**** Excerpt
By Arya Hodjat | ahodjat@alextimes.com
The Alexandria Traffic and Parking Board voted 3-2 on Monday night to recommend that Seminary Road remain a four-lane street, with the addition of two new traffic lights.
Board chair William Schuyler, vice chair Jim Lewis and board member Ann Tucker voted in favor of the four-lane proposal. Board members Kevin Beekman and Casey Kane voted against the proposal. Members Randy Cole and Jason Osborne were absent.
“This appears to be more controversial than we expected,” Schuyler said to a full room of attendees at the beginning of the meeting.
The Seminary Road Complete Streets Project has been in the works since July 2018, with the street scheduled to be repaved and potentially restructured in the fall.
City staff’s recommendation to the board involved removing a vehicular lane from a stretch of the road spanning from Saint Stephens Road to Zabriskie Drive. That lane would be replaced by a new median, and a crosswalk would be added.
Before coming to that recommendation, staff had been considering three alternative measures: maintaining four vehicular lanes, narrowing to three vehicular lanes and adding two bike lanes or implementing a road diet by narrowing the stretch to two vehicular lanes and a center turn lane.
The Traffic and Parking Board’s recommendation most closely aligns with city staff’s first alternative.
“When we came out with our staff recommendation, we came with a recommendation that we felt we could professionally justify, because it moves forward with some of our existing city plans, but also acknowledged the significant public interest on this project,” Yon Lambert, director of the Department of Transportation and Environmental Services, said Tuesday.
[Read more: Councilors worried about potential Seminary Road transition]
Of about 70 speakers Monday night, none were in favor of the staff recommendation. About 50 speakers were in favor of the city’s third alternative plan – the road diet – which would remove a lane from the road entirely, converting it to two through lanes and a center turning lane.
********
**** Material
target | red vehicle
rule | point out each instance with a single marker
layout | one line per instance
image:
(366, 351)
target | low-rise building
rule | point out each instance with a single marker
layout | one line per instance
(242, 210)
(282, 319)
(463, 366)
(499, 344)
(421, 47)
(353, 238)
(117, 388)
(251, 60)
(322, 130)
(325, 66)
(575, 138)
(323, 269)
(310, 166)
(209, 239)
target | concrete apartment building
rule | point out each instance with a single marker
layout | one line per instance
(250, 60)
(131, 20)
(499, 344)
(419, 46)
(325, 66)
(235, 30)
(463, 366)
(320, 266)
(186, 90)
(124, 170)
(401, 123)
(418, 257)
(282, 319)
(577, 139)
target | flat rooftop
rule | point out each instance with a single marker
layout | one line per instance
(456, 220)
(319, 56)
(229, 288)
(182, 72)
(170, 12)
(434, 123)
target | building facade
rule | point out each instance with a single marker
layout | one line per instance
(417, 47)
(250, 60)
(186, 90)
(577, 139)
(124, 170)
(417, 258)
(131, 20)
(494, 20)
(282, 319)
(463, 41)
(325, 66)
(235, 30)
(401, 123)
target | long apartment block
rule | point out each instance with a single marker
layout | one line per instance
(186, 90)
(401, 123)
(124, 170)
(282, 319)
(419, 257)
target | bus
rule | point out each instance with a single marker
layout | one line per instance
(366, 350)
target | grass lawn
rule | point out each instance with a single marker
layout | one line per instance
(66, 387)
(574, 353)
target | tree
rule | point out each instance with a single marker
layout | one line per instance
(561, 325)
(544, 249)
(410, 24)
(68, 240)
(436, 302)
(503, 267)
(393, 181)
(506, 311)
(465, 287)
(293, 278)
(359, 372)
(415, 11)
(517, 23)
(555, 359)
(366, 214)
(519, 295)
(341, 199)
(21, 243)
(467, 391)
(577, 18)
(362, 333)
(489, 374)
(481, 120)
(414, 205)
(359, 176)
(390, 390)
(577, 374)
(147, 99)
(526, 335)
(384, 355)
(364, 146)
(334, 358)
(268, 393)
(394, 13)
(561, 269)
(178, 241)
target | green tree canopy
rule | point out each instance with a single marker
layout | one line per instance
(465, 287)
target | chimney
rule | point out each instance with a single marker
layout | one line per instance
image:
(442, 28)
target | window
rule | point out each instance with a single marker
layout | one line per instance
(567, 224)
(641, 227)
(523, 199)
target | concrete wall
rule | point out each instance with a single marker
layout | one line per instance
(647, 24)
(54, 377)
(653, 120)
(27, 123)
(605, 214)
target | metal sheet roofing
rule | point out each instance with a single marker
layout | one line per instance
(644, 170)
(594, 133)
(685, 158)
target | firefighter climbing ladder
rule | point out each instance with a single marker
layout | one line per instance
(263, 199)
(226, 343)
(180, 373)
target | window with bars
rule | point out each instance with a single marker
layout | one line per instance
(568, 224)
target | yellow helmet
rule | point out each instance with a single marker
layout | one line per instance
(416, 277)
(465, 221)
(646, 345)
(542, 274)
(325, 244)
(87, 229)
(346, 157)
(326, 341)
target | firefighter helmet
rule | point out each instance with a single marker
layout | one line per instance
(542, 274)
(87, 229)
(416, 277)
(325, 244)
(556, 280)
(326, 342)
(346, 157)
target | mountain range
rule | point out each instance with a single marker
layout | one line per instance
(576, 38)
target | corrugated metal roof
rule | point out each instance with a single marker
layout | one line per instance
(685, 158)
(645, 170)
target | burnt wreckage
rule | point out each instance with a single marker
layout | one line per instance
********
What you should do |
According to the Seminary Road article, which two board members were absent from the Monday night vote? The rows are separate material with no connection to the Seminary Road article.

Result below |
Randy Cole and Jason Osborne